What the task requires:
Copy the items below word for word, from the line containing "Query: bulletin board" through the end of the items.

Entries supplied:
______

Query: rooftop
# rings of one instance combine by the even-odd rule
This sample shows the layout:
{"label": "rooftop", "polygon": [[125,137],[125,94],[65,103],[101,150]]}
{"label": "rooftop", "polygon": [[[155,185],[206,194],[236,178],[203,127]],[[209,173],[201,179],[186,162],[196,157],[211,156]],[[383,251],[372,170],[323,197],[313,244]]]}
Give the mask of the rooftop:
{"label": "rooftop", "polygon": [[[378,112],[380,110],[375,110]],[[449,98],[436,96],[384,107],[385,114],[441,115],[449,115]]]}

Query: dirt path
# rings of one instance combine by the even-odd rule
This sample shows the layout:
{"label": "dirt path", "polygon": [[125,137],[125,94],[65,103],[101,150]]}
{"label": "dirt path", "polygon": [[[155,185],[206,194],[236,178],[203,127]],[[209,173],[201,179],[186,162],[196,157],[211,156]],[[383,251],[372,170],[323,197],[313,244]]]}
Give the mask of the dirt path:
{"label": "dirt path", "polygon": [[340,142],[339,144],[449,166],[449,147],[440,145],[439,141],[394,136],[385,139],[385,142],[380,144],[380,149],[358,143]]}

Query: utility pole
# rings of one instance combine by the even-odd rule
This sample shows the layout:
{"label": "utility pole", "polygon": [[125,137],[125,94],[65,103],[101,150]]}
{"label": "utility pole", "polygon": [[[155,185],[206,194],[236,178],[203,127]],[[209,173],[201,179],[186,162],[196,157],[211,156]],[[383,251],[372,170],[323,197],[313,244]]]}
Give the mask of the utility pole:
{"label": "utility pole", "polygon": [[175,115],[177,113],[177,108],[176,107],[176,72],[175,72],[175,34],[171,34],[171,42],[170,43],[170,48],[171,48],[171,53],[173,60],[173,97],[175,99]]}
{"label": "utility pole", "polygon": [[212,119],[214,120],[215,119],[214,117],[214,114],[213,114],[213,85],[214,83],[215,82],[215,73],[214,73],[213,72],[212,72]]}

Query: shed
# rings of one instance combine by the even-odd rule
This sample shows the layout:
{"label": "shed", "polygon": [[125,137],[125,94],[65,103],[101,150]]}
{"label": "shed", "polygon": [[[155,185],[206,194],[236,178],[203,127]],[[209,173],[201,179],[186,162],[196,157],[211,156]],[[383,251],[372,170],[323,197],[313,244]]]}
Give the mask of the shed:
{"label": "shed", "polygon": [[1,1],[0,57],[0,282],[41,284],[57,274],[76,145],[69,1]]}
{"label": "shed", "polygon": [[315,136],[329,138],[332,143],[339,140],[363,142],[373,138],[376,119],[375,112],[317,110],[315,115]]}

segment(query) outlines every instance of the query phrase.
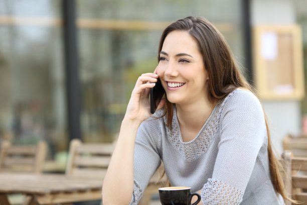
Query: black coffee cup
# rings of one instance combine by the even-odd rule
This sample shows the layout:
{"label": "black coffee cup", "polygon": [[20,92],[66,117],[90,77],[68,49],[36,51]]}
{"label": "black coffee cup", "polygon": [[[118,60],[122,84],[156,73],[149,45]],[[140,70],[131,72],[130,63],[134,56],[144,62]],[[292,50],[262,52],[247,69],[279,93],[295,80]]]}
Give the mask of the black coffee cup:
{"label": "black coffee cup", "polygon": [[[192,196],[196,195],[197,201],[191,204]],[[159,196],[162,205],[196,205],[201,200],[200,194],[191,192],[191,187],[171,186],[159,188]]]}

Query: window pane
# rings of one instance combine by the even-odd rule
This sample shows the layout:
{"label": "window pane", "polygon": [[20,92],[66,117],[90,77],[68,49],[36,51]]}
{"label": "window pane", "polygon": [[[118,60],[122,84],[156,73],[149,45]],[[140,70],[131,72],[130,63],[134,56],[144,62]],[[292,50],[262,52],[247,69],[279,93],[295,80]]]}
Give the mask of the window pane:
{"label": "window pane", "polygon": [[49,157],[67,148],[61,3],[0,1],[0,133]]}
{"label": "window pane", "polygon": [[135,81],[155,70],[161,35],[174,21],[206,18],[224,35],[244,65],[240,2],[77,1],[83,139],[113,139]]}

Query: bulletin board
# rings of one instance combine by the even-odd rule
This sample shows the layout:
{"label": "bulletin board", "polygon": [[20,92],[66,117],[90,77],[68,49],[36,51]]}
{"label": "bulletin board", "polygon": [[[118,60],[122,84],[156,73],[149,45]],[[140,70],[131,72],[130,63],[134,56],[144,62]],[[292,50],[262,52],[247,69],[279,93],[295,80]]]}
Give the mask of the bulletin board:
{"label": "bulletin board", "polygon": [[259,25],[253,34],[254,80],[260,98],[301,99],[304,86],[300,27]]}

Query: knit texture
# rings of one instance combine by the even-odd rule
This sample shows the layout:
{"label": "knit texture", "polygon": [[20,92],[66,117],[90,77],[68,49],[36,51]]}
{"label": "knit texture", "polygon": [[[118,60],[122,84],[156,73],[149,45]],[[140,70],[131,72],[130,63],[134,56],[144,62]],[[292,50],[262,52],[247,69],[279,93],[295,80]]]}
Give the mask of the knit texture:
{"label": "knit texture", "polygon": [[158,111],[138,129],[134,150],[137,204],[161,164],[172,186],[201,189],[204,204],[281,204],[271,182],[264,116],[258,98],[236,89],[214,108],[199,134],[182,140],[176,106],[172,129]]}

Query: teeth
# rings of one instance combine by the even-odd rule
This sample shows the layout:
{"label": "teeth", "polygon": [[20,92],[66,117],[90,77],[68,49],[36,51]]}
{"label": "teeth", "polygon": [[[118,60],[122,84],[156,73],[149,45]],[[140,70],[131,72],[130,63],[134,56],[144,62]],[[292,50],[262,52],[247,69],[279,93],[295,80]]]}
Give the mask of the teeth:
{"label": "teeth", "polygon": [[177,87],[183,86],[185,83],[183,82],[168,82],[168,85],[171,87]]}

______

The reply:
Query: bulletin board
# rings of one instance combine by the even-odd rule
This sample shows the layout:
{"label": "bulletin board", "polygon": [[20,92],[66,117],[90,77],[68,49],[36,51]]}
{"label": "bulletin board", "polygon": [[[118,60],[122,84],[156,73],[149,45]],[[140,70],[131,72],[130,63],[134,56],[144,62]],[[292,50],[262,52],[247,69],[279,93],[295,80]]]}
Give the mask of the bulletin board:
{"label": "bulletin board", "polygon": [[259,25],[253,34],[254,80],[260,98],[301,99],[304,86],[300,27]]}

Query: knit texture
# rings of one instance combine by the even-odd rule
This sample shows the layout:
{"label": "knit texture", "polygon": [[20,92],[66,117],[90,77],[68,49],[36,51]]}
{"label": "knit texture", "polygon": [[[118,60],[122,84],[156,73],[149,45]],[[140,70],[131,72],[130,63],[134,56],[144,62]],[[292,50],[262,52],[247,69],[279,93],[295,80]]]}
Give the mask of the knit texture:
{"label": "knit texture", "polygon": [[158,111],[138,129],[134,150],[137,204],[161,164],[172,186],[201,189],[204,204],[281,204],[271,182],[264,116],[258,98],[236,89],[214,108],[199,134],[182,140],[176,106],[172,129]]}

Query: teeth
# rings of one instance combine by the even-odd rule
This sample shows the layout:
{"label": "teeth", "polygon": [[20,92],[66,117],[90,77],[68,49],[36,51]]}
{"label": "teeth", "polygon": [[[118,60],[122,84],[156,73],[149,45]],[[140,70],[131,72],[130,63],[134,56],[144,62]],[[292,50],[262,52],[247,69],[279,93],[295,80]]]}
Give the mask of the teeth:
{"label": "teeth", "polygon": [[177,87],[183,86],[185,83],[183,82],[168,82],[168,85],[171,87]]}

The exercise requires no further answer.